▶ EXTRACT TO READ:
** Begin **
From this point in the semester I started to dissect and evaluate my own learning style. I started to realise that I have a whole picture style of learning where I need to understand most of the components of a topic ie science teaching to effectively learn and understand. It was during the chocolate cake lecture that I realise that while I have a chemistry masters, I do not have a high level of confidence to rely the nitty gritty chemical process for making a cake. I have a very broad brush view of science. I understand lots of principals and processes and their linkages, but my accuracy of definitions and specific components within these are not polished. As a science teacher understanding this limitation I will need to pay more attention to details when the learning style of my students is based on precise definitions and the unpacked components of science.
** End **
▶ ITEMS:
** Begin **
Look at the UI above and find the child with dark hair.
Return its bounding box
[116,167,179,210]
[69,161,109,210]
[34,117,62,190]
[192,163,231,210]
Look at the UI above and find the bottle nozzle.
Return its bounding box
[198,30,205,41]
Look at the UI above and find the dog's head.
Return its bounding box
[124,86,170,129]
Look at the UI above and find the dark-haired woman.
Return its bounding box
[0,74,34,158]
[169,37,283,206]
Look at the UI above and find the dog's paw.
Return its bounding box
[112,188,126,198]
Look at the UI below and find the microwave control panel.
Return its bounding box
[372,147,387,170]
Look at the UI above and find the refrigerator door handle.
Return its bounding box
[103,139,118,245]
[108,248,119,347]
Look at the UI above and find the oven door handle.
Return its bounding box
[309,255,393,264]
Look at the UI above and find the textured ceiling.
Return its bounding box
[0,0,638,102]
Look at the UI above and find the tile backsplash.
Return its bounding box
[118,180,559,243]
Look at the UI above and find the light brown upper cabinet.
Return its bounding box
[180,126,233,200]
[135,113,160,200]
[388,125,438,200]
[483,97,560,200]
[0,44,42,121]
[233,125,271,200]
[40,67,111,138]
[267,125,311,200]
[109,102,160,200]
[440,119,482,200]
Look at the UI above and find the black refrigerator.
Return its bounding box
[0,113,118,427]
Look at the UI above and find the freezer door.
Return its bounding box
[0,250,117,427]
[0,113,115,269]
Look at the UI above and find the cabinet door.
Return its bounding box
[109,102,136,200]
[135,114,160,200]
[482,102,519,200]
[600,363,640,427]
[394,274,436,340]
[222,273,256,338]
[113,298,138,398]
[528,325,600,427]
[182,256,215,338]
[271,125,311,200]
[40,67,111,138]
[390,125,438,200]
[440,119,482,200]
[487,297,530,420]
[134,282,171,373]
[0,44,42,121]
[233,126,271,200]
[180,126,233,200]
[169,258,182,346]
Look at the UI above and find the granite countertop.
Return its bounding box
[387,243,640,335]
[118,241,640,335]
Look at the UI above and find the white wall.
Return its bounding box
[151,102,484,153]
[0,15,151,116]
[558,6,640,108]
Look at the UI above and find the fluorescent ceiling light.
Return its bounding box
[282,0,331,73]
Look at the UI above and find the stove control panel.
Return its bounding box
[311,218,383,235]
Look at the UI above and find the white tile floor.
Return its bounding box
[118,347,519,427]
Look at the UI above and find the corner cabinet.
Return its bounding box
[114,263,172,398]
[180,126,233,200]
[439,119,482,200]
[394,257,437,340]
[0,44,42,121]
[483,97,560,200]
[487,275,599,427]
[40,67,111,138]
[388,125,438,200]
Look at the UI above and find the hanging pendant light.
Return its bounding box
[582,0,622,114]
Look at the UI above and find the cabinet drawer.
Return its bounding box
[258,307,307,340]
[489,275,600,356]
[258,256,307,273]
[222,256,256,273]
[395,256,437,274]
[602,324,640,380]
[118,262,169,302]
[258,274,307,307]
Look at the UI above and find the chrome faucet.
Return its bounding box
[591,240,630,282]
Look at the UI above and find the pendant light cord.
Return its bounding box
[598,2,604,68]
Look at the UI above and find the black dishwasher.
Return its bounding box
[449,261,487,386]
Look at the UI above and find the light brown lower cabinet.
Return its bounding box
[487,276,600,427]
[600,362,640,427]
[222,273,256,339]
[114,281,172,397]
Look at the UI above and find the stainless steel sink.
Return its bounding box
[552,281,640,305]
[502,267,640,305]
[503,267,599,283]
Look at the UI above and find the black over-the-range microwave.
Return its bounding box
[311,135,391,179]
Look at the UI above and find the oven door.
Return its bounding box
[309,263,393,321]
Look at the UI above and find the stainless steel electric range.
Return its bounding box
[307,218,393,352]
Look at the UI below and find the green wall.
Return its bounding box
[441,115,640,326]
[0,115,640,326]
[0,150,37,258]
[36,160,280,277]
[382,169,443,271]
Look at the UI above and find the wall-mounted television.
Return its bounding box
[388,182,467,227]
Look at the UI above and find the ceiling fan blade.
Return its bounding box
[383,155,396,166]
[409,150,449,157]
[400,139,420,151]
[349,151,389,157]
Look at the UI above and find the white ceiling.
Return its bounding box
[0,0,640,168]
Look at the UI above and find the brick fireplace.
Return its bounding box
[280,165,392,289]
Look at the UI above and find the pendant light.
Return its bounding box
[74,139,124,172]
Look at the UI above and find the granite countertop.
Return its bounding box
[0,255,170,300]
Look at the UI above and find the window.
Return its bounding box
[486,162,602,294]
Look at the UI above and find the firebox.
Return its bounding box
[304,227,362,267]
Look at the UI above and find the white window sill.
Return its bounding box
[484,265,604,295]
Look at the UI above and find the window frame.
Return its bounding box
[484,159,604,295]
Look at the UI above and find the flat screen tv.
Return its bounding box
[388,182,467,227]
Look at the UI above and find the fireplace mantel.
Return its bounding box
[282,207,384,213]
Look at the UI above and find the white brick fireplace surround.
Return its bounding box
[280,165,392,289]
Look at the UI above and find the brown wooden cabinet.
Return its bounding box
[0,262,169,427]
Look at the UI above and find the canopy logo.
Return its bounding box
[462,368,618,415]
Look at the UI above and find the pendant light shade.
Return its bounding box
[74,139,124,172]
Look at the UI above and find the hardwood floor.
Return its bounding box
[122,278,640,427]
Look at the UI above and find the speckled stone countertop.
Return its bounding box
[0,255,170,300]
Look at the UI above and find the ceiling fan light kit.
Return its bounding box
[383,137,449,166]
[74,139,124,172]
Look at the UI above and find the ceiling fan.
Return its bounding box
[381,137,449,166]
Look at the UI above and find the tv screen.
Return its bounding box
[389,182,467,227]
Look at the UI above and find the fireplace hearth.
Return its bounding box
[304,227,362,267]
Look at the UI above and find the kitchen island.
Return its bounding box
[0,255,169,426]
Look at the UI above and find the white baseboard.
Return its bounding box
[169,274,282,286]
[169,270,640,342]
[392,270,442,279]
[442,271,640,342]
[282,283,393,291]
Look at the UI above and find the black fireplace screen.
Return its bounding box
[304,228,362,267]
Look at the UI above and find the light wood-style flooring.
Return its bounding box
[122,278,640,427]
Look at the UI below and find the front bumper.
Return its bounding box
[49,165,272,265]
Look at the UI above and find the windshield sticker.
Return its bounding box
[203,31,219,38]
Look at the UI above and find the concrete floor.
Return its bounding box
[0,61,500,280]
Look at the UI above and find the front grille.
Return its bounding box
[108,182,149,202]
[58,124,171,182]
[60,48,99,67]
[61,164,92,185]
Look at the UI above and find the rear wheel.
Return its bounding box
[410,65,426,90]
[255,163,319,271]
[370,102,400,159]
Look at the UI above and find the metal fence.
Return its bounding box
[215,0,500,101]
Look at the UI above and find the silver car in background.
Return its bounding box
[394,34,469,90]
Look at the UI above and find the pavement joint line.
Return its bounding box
** End **
▶ REQUEST 1:
From the reflection on learning style, extract the passage that begins at the words "From this point" and stops after "components of science.".
▶ REQUEST 2:
Answer these questions about the reflection on learning style:
(a) What degree does the writer hold?
(b) During which lecture did the writer come to this realization about their confidence?
(c) What style of learning does the writer say they have?
▶ REQUEST 3:
Carry on the reflection on learning style from its last sentence.

▶ TASK OUTPUT 1:
From this point in the semester I started to dissect and evaluate my own learning style. I started to realise that I have a whole picture style of learning where I need to understand most of the components of a topic ie science teaching to effectively learn and understand. It was during the chocolate cake lecture that I realise that while I have a chemistry masters, I do not have a high level of confidence to rely the nitty gritty chemical process for making a cake. I have a very broad brush view of science. I understand lots of principals and processes and their linkages, but my accuracy of definitions and specific components within these are not polished. As a science teacher understanding this limitation I will need to pay more attention to details when the learning style of my students is based on precise definitions and the unpacked components of science.

▶ TASK OUTPUT 2:
(a) A chemistry masters.
(b) The chocolate cake lecture.
(c) A whole picture style of learning.

▶ TASK OUTPUT 3:
Perhaps it was my tummy taking over my mind, but the chocolate cake demonstration infiltrated my thoughts when planning my science lessons during placement. In particular the idea of relevance stuck with me. Everyone has experienced chocolate cake. At this point I put together a lecture for my year 10 about how bushfires can effect the water quality of streams particularly pH. This was my masters topic and I thought it relevant to the lives of my students. My powerpoint presentation went for 20 minutes and I asked students to reflect on what they learnt about pH. It was amazing, the learning was easy as was the teaching! I was becoming aware that I had a preference to verbal and visual learning and teaching opportunities. I was grateful that the unit provided a number opportunities for me to verbalise my thoughts and understanding via group discussion and asking questions in both tutorial and lecture situations. Having these learning preferences and starting to see them in my teaching style is beneficial to verbal and visual learner however it is important that I understand the other learning styles incorporate activities and teaching that are based on these styles.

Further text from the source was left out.